▶ _Extrait fourni_

════════

Pie VII enlevé et retenu prisonnier à Fontainebleau. Les prélats exilés. La terreur planait sur Rome. Après la destruction du pouvoir pontifical, Rome était devenue une préfecture française. Les nouvelles autorités bannissaient ou incarcéraient tous ceux qui par leur naissance, leur état ou leur fortune, pouvaient éveiller un sentiment de résistance. Cependant le nouveau pouvoir épargna Canova. Sa grande réputation et le crédit qu’on lui savait auprès de Bonaparte, le protégeaient. Une nouvelle fois, dans Rome, la misère réduisit la population à la famine. Fraternel, une fois de plus, il porta secours aux affamés. En une année de détresse, ce cœur généreux, partagea, sur sa fortune personnelle, entre les pauvres, 140.000 francs de l’époque. Ne s’arrêtant pas, il protégea aussi les artistes contre l’arbitraire. En 1809, de jeunes pensionnaires espagnols se trouvaient à Rome. Ils refusaient de prêter serment de fidélité au nouveau gouvernement de leur pays. Ils le regardaient comme illégitime et usurpateur. Canova apprit leur arrestation par les Français et leur enfermement dans le château Saint-Ange. Sans hésiter, il trouva le général responsable, plaida leur cause, et obtint leur liberté. Ce n’était pas assez de les avoir délivrés, il s’occupa encore d’eux.
Un autre artiste, sculpteur espagnol, nommé Alvarez, par l’installation du frère de Napoléon en Espagne, avait perdu les secours de sa patrie. Son atelier rempli d’ouvrages, il ne trouvait pas de clients. Ancien ambassadeur, Beauharnais, alors vice-roi à Milan, fut sollicité de faire l’acquisition de certaines de ses oeuvres. Mais il ne s’y voulait déterminer qu’après l’avis de Canova sur leur mérite. Canova répondit : « Les ouvrages d’Alvarez restent invendus dans son atelier, parce qu’ils ne sont point dans le mien.». Il apprit encore qu’il était question, à Venise, de convertir en salle de bal la magnifique bibliothèque de Saint-Marc. Il dénonça à l’Empereur cet attentat contre l’ouvrage de Sansovino. Il refusa toutes les propositions d’emplois politiques que les Français lui firent. Devant le vol des œuvres d’art, il donna sa démission de la direction des musées. Cette démission embarrassa les autorités. Il consentit à la retirer sur la promesse que dorénavant plus rien ne serait enlevé des collections des musées. Mais s’il resta en poste, il refusa toute espèce de traitement. Elu sénateur par décret impérial, il refusa cette distinction.

════════

▶ _Contenu des données_

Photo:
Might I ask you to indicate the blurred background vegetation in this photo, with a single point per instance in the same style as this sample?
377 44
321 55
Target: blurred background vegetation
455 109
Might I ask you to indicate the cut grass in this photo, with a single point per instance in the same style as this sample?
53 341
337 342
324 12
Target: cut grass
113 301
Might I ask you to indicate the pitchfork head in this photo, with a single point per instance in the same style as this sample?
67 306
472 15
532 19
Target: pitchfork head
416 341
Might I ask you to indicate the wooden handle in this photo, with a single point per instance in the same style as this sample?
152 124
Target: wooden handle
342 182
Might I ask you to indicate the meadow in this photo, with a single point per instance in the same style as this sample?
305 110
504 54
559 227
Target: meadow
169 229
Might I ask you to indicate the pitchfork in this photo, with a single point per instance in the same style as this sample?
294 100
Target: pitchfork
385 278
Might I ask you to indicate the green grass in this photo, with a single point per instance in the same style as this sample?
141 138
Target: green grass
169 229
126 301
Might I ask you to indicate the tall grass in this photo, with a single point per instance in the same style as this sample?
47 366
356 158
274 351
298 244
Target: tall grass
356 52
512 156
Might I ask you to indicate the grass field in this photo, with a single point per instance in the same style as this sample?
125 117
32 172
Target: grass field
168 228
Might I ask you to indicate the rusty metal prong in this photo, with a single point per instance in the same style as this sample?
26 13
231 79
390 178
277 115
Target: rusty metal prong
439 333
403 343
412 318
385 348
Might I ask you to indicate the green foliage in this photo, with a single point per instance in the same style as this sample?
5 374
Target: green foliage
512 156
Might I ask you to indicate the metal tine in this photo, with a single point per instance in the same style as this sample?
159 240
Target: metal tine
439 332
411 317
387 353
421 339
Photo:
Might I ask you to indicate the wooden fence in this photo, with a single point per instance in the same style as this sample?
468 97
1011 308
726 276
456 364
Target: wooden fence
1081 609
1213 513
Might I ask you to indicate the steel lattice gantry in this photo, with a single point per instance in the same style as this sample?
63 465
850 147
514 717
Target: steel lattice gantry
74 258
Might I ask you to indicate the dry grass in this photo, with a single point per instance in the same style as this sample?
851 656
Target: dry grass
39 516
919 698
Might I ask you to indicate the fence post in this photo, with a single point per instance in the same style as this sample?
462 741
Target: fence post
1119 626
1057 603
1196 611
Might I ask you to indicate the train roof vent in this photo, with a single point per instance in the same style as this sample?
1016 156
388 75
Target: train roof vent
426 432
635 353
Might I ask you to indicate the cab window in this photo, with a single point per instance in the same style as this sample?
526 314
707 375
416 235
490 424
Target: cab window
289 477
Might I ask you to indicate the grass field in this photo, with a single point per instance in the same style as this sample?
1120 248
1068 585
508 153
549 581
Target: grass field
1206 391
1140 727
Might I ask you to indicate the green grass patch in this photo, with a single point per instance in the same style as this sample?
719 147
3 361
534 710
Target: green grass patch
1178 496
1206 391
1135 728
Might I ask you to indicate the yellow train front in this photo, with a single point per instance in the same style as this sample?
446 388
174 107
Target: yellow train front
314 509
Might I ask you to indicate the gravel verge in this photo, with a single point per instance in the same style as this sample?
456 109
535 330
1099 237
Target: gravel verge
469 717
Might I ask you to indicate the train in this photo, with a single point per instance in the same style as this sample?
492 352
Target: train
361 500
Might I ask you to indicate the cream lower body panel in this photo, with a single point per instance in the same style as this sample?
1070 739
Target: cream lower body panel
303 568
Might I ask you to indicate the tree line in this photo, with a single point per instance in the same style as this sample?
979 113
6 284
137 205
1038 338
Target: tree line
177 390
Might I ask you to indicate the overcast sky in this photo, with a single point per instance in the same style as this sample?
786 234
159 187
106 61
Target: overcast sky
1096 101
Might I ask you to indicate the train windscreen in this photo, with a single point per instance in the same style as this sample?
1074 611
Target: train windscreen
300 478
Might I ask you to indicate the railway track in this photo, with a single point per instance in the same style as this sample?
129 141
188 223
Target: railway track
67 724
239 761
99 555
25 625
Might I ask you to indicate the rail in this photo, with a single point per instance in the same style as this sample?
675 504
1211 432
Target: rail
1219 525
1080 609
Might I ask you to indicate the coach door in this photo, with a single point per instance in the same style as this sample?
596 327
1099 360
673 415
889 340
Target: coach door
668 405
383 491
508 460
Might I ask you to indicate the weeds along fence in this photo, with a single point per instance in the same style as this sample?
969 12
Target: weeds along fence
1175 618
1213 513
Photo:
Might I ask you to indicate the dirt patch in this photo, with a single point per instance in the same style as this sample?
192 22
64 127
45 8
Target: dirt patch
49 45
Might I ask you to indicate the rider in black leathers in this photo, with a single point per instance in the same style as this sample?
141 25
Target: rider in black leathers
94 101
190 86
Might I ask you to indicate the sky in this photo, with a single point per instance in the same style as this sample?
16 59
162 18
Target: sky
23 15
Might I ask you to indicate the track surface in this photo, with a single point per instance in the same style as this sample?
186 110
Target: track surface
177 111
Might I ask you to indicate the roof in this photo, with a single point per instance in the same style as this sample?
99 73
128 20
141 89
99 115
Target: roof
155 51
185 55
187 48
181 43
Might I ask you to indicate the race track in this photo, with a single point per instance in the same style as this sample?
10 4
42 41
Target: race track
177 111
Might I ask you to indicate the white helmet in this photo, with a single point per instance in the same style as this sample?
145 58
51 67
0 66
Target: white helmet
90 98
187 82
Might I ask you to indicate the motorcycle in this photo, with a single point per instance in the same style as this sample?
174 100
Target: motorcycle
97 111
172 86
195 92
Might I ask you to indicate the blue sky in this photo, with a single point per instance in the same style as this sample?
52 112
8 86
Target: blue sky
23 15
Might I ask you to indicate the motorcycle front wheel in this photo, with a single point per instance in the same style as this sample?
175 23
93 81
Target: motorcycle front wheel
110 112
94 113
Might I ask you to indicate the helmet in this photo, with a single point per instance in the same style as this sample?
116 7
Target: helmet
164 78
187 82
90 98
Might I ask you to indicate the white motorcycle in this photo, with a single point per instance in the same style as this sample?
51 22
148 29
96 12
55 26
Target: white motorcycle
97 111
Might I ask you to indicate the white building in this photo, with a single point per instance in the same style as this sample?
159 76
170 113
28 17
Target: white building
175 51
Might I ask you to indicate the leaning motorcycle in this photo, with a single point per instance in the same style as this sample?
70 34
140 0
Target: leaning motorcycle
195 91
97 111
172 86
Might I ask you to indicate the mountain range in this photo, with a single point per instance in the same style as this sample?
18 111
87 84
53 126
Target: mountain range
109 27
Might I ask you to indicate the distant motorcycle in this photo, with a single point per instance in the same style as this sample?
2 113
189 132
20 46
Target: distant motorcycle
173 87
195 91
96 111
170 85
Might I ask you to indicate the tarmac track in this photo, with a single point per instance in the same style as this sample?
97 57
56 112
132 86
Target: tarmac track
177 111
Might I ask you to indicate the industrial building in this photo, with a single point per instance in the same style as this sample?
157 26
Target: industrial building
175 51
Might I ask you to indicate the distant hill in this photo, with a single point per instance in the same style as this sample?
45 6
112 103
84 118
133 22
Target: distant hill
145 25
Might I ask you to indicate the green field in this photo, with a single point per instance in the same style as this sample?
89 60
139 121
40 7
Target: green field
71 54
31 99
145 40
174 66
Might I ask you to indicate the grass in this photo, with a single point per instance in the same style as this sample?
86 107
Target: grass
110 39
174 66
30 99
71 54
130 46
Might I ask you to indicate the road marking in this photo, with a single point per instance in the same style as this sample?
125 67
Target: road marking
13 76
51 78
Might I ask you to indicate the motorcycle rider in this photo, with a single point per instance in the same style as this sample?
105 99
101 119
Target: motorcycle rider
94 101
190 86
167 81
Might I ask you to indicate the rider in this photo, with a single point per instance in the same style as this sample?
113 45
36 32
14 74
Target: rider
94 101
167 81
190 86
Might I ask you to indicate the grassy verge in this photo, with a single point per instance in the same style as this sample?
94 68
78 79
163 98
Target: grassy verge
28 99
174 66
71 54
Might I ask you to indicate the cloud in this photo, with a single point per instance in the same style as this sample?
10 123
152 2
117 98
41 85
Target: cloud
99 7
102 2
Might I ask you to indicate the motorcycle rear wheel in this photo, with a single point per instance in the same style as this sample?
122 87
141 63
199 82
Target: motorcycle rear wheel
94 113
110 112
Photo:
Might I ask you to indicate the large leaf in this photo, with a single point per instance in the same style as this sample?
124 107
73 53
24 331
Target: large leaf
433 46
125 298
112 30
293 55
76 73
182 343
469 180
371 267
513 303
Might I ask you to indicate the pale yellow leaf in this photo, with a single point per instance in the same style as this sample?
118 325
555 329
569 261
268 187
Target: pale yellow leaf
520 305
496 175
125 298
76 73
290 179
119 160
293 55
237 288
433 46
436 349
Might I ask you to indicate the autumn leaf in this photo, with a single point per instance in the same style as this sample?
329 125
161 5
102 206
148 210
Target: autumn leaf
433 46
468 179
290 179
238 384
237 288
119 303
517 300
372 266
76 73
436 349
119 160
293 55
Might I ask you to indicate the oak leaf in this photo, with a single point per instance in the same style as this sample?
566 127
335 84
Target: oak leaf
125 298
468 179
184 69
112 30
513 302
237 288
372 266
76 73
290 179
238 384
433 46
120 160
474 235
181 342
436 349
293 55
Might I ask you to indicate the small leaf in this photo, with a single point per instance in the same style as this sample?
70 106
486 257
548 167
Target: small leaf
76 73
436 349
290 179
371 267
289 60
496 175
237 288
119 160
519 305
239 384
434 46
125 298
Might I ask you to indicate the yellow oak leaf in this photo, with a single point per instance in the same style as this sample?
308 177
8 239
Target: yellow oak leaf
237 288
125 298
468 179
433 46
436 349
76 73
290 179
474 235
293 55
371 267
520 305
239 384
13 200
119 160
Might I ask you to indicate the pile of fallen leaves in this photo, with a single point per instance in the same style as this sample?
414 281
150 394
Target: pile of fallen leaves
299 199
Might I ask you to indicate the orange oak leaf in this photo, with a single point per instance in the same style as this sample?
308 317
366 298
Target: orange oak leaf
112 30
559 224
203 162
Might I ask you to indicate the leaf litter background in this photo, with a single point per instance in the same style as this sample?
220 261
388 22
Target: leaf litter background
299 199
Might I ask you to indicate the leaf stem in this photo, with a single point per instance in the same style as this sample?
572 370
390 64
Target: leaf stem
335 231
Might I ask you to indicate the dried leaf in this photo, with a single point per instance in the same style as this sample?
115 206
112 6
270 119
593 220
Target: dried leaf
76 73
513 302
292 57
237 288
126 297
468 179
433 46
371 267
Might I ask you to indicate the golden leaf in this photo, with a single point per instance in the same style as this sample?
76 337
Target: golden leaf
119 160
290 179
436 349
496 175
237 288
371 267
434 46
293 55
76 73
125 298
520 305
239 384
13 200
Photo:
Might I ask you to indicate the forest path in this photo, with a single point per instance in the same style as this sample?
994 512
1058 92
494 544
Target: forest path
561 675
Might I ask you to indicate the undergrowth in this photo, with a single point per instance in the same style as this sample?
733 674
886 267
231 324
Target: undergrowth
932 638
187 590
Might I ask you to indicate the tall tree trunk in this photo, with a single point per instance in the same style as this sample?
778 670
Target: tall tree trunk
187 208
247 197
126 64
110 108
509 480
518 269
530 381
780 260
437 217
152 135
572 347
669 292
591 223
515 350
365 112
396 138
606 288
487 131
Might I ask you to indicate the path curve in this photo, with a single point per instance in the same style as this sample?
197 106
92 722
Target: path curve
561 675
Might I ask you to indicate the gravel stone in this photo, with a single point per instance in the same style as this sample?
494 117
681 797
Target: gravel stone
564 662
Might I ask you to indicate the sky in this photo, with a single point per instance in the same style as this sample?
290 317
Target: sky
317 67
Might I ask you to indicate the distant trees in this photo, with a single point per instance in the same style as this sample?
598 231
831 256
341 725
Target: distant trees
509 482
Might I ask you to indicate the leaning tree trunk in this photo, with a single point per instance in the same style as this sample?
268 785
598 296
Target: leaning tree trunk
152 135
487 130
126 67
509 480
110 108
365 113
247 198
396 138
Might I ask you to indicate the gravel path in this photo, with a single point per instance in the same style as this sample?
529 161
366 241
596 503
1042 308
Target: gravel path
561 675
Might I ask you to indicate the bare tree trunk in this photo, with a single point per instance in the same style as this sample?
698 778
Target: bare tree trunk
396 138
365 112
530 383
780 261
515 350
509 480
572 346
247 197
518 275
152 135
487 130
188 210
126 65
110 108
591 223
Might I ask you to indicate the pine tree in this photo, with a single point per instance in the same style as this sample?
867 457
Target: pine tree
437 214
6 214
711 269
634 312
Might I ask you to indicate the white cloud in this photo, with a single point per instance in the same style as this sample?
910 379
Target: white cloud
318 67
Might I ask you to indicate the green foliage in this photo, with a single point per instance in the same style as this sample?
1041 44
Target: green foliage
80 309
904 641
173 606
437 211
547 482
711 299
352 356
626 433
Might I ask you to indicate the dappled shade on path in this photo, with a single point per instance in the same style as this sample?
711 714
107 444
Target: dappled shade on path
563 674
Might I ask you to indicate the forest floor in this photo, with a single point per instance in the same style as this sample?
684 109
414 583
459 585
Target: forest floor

════════

▶ _Exercices proposés_
1) Traduisez en anglais cette phrase de l'extrait sur Canova : « Il refusa toutes les propositions d'emplois politiques que les Français lui firent. »
2) D'après l'extrait sur Canova, quelle somme celui-ci partagea-t-il entre les pauvres en une année de détresse ?
Les enregistrements n'interviennent en rien dans ce travail.

▶ _Réponses dans l'ordre_
1) He refused all the offers of political posts that the French made to him.

2) 140.000 francs de l'époque.